## The problem
Reproduce all of the records below word for word, keeping every line unchanged.

## Excerpts of labeled region data

§

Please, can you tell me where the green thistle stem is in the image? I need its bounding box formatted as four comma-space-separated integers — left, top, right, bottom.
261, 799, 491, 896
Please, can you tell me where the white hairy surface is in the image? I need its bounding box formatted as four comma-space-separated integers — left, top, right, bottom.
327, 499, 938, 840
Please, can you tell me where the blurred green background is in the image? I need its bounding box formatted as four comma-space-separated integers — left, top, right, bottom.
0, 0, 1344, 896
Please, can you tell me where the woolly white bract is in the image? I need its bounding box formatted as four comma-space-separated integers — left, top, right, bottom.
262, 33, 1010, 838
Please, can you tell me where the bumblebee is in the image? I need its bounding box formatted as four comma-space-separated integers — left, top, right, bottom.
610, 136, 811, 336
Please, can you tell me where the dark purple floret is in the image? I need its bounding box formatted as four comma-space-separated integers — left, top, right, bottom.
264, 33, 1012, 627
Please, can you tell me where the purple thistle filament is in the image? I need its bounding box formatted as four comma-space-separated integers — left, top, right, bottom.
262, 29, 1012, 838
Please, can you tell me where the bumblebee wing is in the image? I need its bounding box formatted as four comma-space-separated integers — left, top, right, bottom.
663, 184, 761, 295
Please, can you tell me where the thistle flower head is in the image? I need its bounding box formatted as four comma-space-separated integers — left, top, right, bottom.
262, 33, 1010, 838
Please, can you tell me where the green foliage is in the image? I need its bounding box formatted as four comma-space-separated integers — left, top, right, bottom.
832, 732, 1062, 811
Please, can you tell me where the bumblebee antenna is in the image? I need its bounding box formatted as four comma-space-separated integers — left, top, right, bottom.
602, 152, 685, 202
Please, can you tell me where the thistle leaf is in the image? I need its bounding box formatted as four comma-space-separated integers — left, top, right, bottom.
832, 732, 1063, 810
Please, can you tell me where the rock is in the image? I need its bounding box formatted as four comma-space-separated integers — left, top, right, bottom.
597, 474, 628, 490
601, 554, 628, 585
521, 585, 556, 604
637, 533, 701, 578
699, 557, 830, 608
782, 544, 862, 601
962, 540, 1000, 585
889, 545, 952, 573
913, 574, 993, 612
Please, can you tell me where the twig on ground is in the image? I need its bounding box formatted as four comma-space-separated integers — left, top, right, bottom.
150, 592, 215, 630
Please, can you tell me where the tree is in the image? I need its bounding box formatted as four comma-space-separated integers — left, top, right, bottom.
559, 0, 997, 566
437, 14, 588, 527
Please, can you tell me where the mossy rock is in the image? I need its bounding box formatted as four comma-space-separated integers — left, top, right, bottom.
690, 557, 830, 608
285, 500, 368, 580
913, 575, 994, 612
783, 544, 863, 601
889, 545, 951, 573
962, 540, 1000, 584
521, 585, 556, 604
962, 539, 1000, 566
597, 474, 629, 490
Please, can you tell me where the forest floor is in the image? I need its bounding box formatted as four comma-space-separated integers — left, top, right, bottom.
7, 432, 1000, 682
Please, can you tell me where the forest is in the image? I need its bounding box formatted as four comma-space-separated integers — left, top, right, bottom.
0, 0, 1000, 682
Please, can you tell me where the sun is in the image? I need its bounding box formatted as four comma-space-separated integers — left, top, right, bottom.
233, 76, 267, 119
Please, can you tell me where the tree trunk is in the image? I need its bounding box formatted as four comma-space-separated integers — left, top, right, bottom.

§

## The solution
Please, can you tell me where the green thistle stem is in the image? I need its bounding box formatted as four comma-space-separated integers — left, top, right, bottom.
261, 799, 491, 896
Please, can you tell me where the white hairy surface is in the image? I need its bounding box formatted as four comma-space-separated integers — left, top, right, bottom.
327, 499, 938, 840
Please, can you tell me where the blurred green background is in the image? I need its bounding box formatted as four comma-space-separated integers — left, top, right, bottom.
0, 0, 1344, 896
Please, can you tell me where the woolly white bract is in the image? I need its bounding box formatted as four comma-space-separated integers — left, top, right, bottom.
262, 33, 1010, 838
Please, can you tell me where the bumblebee is in the image? I need its bounding box formatted as four comma-space-separated integers — left, top, right, bottom.
610, 136, 811, 336
Please, can you tell me where the dark purple floret is in the image? I need its bounding box formatted as four comma-space-separated integers — left, top, right, bottom.
264, 33, 1012, 627
Please, can you tell me where the purple thistle filament is in the image? I need its bounding box formatted as four comma-space-separated integers — left, top, right, bottom.
262, 29, 1012, 838
Please, can you tell me where the bumblebee wing is in the image? I need its bounding box formatted as four comma-space-separated integers — left, top, right, bottom.
663, 184, 761, 295
Please, can you tell me where the thistle flower head is in the image? I need its bounding box formatted as four comma-space-separated integers — left, top, right, bottom.
262, 33, 1010, 838
Please, can you tell me where the green foliage is in the image? I need its bounding box formatted as four comma-space-separated integers — left, top, right, bottom.
832, 732, 1062, 811
Please, can you tell me where the bumblebee antenna is in the image? I need its bounding box formatted as four comma-space-separated integers — left, top, right, bottom.
602, 152, 685, 202
Please, can you tell me where the thistle leaf is in the image? I need its bounding box formatted as four comma-space-separated integers — left, top, right, bottom.
832, 732, 1063, 810
Please, can you tell me where the rock is in the image? I need its bounding box formatted as four comma-space-separated integers — left, top, right, bottom.
597, 474, 628, 490
601, 554, 628, 585
521, 585, 556, 604
637, 533, 701, 578
699, 557, 830, 608
782, 544, 862, 601
962, 540, 1000, 585
889, 545, 952, 573
913, 574, 993, 612
Please, can you tell me where the twig on ground is in the image? I need its bounding box formatted as four comma-space-separated integers — left, top, right, bottom.
150, 592, 215, 630
Please, can you tell me where the tree is in the image? I need its bounding box formatted as four comma-space-separated integers — left, top, right, bottom.
559, 0, 997, 566
437, 14, 588, 527
Please, can you tell me where the mossy rock is in the image? I need its bounding box formatted as four comma-space-separated integers — left, top, right, bottom.
690, 557, 830, 608
285, 500, 368, 580
913, 575, 994, 612
783, 544, 863, 601
889, 545, 951, 573
962, 540, 1000, 584
521, 585, 556, 604
962, 539, 1000, 566
597, 474, 629, 490
Please, can you tell me where the forest floor is in the image? I need its bounding box formatted as four comma-space-separated integers — left, top, right, bottom.
7, 432, 1000, 682
Please, can you tell me where the forest is in the image? I need its bounding box formatted as four comma-space-separated integers — left, top, right, bottom.
0, 0, 1000, 682
Please, can you tell me where the sun is in the image? I need its bounding box formatted as four comma-space-separated integers — left, top, right, bottom.
233, 76, 267, 119
Please, can you tell me where the tree trunk is in the image? I need its bounding box formatted as four comma-space-separated integers — left, top, right, bottom.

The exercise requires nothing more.